§ **Required actions**:
**A.** List every organism the ChIP-Seq quality control text names as an example.
**B.** Copy the ChIP-Seq quality control text word for word, from "The cross-correlation between" to "and low quality.".
**C.** Continue the ChIP-Seq quality control text from its last line.

§ **Page excerpt**:
━━━━━━

Quality Control of ChIP-Seq data
During the first step of the analysis, the ChIP-Seq Analysis tool analyzes the input to
check if the input data satisfy the assumptions made by the algorithm
and to compute several quality measures.
The cross-correlation between reads mapping in the forward and in the reverse
strand is often used to investigate the quality of ChIP-Seq experiments
[Landt et al., 2012,Marinov et al., 2014]. The quality is determined with respect to the two main peaks of the cross-correlation plot (figure 31.2),
the peak at the read length (often called a phantom peak [Landt et al., 2012]) and the one at the fragment length.
The peak at the fragment length is typically higher than the peak at the read
length and the background (figure 31.2) for successful ChIP-Seq experiments.
Figure 31.2: Difference in cross-correlation profiles in ChIP experiments of good and low quality.
For each input file of the analysis, the ChIP-Seq Analysis tool calculates and reports several quality measures. Those quality measures have been investigated by the modENCODE consortium and are described in more detail in [Landt et al., 2012]. The quality measures are:
- Number of mapped reads
- For mammalian cells (e.g. human and mouse), this value should be at least 10 million reads. For smaller organisms such as worm and fly, this value should be at least 2 million reads.

━━━━━━

§ **Data under study**:

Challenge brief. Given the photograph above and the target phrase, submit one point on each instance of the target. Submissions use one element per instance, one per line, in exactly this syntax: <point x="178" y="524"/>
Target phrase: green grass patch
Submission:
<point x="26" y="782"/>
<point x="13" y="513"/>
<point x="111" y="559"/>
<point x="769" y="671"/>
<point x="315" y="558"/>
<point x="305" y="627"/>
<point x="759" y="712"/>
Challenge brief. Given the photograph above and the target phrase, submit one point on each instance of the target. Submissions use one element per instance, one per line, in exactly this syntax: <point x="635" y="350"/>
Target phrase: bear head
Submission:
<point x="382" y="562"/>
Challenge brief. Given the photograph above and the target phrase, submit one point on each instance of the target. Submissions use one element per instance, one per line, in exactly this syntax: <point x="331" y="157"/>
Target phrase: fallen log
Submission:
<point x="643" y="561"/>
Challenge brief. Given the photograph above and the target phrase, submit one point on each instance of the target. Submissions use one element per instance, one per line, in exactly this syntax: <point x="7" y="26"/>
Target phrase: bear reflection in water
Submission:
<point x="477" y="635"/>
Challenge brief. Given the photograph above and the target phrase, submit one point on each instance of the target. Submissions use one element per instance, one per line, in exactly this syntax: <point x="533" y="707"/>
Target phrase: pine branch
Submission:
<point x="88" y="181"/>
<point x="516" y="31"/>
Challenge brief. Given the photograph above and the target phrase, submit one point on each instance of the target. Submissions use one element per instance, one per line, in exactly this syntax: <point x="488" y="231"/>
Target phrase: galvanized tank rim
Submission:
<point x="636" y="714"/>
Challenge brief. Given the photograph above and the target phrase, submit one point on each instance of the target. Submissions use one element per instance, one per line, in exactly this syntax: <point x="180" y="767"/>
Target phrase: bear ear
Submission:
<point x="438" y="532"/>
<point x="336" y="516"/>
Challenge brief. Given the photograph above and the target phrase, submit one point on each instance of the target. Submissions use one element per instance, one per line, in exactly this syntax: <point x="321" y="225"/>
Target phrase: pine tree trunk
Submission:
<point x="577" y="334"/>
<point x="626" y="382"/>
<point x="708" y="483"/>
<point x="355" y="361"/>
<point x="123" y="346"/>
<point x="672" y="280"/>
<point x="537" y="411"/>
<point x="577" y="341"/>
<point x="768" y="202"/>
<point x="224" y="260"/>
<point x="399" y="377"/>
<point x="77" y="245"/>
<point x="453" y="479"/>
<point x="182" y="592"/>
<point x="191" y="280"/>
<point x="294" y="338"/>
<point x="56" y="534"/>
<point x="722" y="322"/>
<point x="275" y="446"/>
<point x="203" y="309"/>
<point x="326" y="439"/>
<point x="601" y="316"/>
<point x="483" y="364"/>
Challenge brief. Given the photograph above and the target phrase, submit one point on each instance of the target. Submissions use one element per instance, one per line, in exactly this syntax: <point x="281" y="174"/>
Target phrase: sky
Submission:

━━━━━━

§ **Response list**:
**A.** human, mouse, worm, fly

**B.**
The cross-correlation between reads mapping in the forward and in the reverse
strand is often used to investigate the quality of ChIP-Seq experiments
[Landt et al., 2012,Marinov et al., 2014]. The quality is determined with respect to the two main peaks of the cross-correlation plot (figure 31.2),
the peak at the read length (often called a phantom peak [Landt et al., 2012]) and the one at the fragment length.
The peak at the fragment length is typically higher than the peak at the read
length and the background (figure 31.2) for successful ChIP-Seq experiments.
Figure 31.2: Difference in cross-correlation profiles in ChIP experiments of good and low quality.

**C.**
- Normalized strand coefficient
- The normalized strand coefficient describes the ratio between the fragment-length peak and the background cross-correlation values. This value should be greater than 1.05 for ChIP-Seq experiments.
- Relative strand correlation
- The relative strand correlation describes the ratio between the fragment-length peak and the read-length peak in the cross-correlation plot. This value should be high (at least 0.8) for transcription factor binding sites, which have a concentrated signal. However, this value can be low even for successful ChIP-Seq experiments on histone modifications [Landt et al., 2012].